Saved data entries
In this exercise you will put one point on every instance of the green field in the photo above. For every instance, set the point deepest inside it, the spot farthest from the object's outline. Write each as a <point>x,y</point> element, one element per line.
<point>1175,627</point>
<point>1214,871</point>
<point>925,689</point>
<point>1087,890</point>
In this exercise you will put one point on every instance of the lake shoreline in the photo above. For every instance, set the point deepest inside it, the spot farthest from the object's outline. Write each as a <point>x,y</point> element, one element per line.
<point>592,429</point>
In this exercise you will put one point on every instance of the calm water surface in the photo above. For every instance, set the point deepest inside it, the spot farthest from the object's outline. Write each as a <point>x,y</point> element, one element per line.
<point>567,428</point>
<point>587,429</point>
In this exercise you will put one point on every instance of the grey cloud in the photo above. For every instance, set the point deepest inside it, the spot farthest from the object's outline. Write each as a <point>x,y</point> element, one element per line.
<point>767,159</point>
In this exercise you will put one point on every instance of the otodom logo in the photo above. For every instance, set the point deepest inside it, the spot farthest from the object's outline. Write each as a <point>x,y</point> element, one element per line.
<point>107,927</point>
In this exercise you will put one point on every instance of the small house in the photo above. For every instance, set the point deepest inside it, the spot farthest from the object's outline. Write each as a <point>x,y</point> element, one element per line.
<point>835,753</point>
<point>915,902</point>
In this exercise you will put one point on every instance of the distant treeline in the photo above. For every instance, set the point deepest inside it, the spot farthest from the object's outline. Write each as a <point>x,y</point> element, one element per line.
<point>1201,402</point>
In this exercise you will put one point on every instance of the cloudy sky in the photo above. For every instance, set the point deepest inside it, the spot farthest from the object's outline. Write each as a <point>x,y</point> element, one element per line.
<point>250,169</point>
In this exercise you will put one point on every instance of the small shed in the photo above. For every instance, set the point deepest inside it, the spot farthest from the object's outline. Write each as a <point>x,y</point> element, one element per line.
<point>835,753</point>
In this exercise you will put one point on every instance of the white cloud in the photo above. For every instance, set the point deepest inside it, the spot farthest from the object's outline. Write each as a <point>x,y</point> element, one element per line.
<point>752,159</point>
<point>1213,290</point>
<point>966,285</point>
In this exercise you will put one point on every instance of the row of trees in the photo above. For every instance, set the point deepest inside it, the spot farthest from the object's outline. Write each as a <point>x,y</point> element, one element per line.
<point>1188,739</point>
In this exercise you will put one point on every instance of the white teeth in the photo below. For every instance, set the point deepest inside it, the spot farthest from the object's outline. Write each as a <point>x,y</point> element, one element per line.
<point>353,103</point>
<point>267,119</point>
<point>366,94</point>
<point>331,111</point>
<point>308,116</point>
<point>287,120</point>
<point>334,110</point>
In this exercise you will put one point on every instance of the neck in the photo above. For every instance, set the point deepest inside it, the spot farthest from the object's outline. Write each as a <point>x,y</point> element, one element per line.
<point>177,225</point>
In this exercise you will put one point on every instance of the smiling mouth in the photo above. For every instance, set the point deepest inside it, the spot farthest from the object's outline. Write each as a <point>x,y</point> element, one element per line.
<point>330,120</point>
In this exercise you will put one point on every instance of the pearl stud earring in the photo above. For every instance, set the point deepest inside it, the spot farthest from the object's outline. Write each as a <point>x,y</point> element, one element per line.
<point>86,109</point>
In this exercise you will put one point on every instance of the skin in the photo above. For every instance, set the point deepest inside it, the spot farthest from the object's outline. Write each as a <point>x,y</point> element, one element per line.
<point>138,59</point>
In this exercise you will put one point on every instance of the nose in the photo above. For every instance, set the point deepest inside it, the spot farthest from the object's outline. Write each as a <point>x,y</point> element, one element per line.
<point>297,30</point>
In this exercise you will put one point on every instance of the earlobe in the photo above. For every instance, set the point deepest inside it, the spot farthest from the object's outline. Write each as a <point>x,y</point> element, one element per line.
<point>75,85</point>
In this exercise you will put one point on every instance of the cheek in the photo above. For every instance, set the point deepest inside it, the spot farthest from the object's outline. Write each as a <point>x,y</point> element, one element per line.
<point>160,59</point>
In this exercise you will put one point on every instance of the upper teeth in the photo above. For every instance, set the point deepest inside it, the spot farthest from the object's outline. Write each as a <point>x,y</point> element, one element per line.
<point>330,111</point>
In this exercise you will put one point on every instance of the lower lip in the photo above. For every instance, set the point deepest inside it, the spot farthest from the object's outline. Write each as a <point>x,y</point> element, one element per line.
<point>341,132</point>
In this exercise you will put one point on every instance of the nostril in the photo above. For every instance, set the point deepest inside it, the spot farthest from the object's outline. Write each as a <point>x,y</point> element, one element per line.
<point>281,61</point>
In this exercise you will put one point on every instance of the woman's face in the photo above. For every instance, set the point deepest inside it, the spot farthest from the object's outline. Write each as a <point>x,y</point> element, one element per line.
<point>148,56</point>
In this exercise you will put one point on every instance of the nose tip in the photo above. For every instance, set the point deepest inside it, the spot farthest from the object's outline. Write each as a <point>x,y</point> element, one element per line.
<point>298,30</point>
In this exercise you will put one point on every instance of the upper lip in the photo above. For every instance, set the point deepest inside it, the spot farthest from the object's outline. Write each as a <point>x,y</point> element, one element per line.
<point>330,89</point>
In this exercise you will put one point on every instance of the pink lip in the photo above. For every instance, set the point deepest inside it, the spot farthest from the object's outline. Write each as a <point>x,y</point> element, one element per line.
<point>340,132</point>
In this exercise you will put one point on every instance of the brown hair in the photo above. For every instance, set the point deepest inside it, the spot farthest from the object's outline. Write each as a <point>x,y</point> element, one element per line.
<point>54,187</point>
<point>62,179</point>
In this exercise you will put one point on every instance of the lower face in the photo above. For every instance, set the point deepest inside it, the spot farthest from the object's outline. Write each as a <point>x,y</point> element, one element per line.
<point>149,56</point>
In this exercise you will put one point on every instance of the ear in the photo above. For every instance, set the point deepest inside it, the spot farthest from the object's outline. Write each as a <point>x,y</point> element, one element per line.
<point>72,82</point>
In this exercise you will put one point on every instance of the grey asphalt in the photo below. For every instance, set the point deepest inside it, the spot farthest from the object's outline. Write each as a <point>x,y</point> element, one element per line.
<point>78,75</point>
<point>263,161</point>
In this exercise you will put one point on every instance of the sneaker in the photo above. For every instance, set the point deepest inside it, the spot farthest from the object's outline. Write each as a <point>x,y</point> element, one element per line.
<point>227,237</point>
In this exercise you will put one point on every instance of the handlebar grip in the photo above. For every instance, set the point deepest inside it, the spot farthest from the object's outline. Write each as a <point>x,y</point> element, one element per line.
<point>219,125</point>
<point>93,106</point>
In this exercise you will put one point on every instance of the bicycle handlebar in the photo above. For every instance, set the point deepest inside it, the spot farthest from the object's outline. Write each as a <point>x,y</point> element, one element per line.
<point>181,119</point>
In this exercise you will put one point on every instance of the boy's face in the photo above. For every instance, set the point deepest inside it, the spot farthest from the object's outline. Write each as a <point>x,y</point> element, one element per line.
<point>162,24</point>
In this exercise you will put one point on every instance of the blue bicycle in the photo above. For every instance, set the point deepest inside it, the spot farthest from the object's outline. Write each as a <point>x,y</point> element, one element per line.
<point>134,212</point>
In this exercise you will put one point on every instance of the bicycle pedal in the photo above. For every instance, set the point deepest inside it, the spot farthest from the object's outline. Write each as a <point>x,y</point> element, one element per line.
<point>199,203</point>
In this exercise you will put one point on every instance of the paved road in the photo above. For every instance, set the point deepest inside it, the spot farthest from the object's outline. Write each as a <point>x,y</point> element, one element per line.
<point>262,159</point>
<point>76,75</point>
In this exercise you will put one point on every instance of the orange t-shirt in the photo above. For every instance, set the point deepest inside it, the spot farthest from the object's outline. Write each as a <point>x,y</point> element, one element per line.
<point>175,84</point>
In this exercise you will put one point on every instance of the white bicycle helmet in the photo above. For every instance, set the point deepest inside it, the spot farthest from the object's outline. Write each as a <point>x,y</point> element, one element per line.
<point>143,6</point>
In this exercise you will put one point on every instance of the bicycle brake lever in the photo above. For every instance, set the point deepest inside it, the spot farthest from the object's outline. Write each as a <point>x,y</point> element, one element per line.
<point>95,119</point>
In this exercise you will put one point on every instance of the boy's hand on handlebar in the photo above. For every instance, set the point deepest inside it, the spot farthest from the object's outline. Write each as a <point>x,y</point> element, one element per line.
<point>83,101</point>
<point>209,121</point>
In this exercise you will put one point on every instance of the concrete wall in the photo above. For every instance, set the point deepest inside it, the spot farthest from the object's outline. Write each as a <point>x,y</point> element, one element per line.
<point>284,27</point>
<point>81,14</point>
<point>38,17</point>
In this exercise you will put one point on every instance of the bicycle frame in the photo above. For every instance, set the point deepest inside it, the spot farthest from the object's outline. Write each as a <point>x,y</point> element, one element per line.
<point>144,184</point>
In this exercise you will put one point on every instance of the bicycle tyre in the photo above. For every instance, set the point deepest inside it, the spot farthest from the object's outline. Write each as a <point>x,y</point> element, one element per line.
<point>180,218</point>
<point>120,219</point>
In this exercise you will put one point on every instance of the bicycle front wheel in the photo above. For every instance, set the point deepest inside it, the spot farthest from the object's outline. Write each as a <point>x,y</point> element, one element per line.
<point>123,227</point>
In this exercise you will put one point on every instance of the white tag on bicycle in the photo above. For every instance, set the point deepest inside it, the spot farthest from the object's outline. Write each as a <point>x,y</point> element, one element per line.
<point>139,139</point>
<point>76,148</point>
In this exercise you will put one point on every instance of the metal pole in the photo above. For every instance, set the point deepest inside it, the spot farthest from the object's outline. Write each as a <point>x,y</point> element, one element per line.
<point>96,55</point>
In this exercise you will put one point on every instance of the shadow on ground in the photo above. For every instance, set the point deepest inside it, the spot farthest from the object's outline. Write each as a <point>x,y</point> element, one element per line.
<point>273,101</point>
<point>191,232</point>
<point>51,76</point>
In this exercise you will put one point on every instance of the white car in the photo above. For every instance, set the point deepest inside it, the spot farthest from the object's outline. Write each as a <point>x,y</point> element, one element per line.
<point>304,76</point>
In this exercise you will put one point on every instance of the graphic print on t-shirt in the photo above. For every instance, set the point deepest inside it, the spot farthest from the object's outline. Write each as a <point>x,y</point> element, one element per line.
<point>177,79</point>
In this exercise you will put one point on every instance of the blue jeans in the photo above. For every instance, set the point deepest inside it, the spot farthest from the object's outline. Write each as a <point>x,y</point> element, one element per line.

» Problem details:
Print exactly the lines between the line with "of the metal" and the final line of the records above, both included.

» The answer:
In this exercise you will put one point on every instance of the metal pole in the photo above. For every instance, set the point deepest inside it, the spot farthest from the object's outline. Write each as a <point>x,y</point> element, one element per line.
<point>96,55</point>
In this exercise you will put one point on every instance of the shadow on ground in the photo above. For every instance, set the point deepest inside it, the spot farthest from the object's outline. Write each as a <point>x,y</point> element, one element per line.
<point>273,101</point>
<point>191,232</point>
<point>51,76</point>
In this exercise you will put one point on every instance of the white car in the photo above. For every instance, set the point deepest inside it, the spot farthest from the object's outline. Write each as a <point>x,y</point> element, one element per line.
<point>304,76</point>
In this exercise you will put one point on every instance of the graphic print on t-shirt in the photo above. For every instance, set the point deepest inside it, the spot farthest from the object's outline. Write each as a <point>x,y</point> element, one element per line.
<point>177,79</point>
In this exercise you will put one point on every instance of the blue jeans in the photo above. For every instance, set the point deepest inside it, the spot farthest from the object's outline. Write each as a <point>x,y</point> element, one element per line.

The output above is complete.